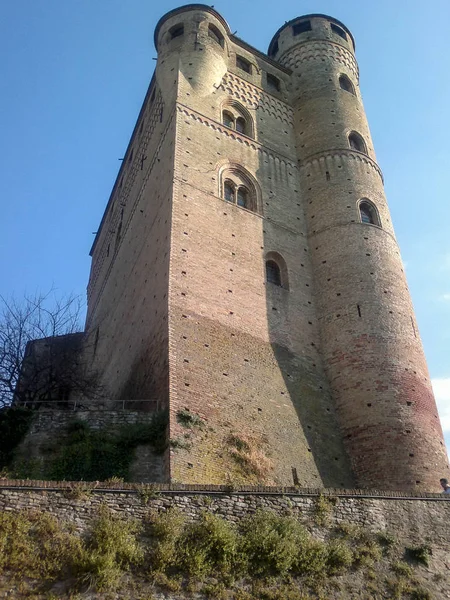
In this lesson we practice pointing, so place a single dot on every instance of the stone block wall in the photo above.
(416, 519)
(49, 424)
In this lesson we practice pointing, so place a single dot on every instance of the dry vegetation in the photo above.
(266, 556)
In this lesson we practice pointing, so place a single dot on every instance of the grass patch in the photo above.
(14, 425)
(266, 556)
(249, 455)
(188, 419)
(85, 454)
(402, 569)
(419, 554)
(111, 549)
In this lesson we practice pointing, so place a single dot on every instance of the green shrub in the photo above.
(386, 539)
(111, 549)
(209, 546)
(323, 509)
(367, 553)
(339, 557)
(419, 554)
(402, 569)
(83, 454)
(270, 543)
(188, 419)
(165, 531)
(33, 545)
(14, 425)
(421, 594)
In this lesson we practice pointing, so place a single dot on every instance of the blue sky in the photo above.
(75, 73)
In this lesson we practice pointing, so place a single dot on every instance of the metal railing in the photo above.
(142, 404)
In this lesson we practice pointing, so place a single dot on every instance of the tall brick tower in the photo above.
+--
### CHALLENGE
Can you copy all of the rows above word for word, leaving out the pictures?

### ANSWER TO THIS EXERCISE
In this lesson we practice pointing, so place a single dot on every instance of the stone block wall in the photo above.
(416, 519)
(49, 424)
In this lesson we practice pointing, so place a single dot on every instance of the dry vegetation in the photo above.
(266, 556)
In this lesson we practice pointing, so place a single dot on every instance of the grass patch in the photo above.
(14, 425)
(266, 556)
(249, 455)
(188, 419)
(85, 454)
(402, 569)
(419, 554)
(111, 549)
In this lesson we practice pointing, so place a single dot on every instance of the green shrub in the photo above.
(386, 539)
(111, 549)
(209, 546)
(323, 509)
(367, 553)
(339, 557)
(419, 554)
(402, 569)
(83, 454)
(270, 543)
(188, 419)
(165, 531)
(33, 545)
(14, 425)
(421, 594)
In this lesson we practice pointing, so place a single dot on every instance of the blue sky in the photo above.
(75, 73)
In this lesson we practice pointing, so place a single dot on every instance of the metal railing in the photo above.
(142, 404)
In this lesson we practice pointing, so place a single dot on every instance of the tall brick tower in the photo above.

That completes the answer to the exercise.